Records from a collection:
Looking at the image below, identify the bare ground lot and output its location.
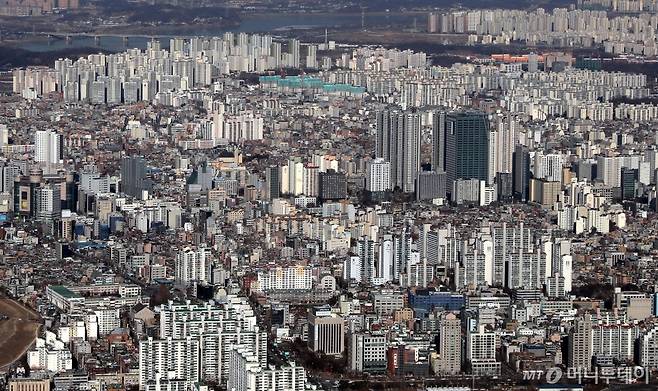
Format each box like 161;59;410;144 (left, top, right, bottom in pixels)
0;298;41;370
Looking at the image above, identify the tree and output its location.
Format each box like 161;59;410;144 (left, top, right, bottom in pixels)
150;284;171;306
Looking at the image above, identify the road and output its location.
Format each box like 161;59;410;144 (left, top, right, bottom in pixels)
0;297;41;371
34;32;170;39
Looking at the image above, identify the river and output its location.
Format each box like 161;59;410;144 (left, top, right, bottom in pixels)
15;12;421;52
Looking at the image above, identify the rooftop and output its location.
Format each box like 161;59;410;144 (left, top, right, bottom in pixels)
48;285;82;299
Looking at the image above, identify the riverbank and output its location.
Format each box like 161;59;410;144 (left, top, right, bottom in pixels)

Exercise directions »
Only the records, copied exactly and without pictures, should make up the answer.

Result for this exercise »
Looking at the image below, identify the bare ground lot and output its location.
Format each box like 161;59;410;144 (left, top, right, bottom in pixels)
0;298;41;370
Looking at the image above, identify the tree and output its location.
Format each box like 161;59;410;144 (left, top, right, bottom in pixels)
150;284;171;306
Looking at the image above, identify the road and output its location.
Format each box like 161;59;410;144 (left, top, right, bottom in pixels)
0;297;41;371
34;32;170;39
Looking at the image above, identify the river and output its location.
Format each box like 161;59;410;144 (left, top, right, bottom in pixels)
15;12;421;52
Looking at the image above, identify the rooftop and output its location.
Format each box like 161;59;410;144 (left, top, right, bottom in pixels)
48;285;82;299
Looking at the image above, identify the riverbank and output its location.
Format each box like 161;59;410;144 (left, top, right, bottom in pixels)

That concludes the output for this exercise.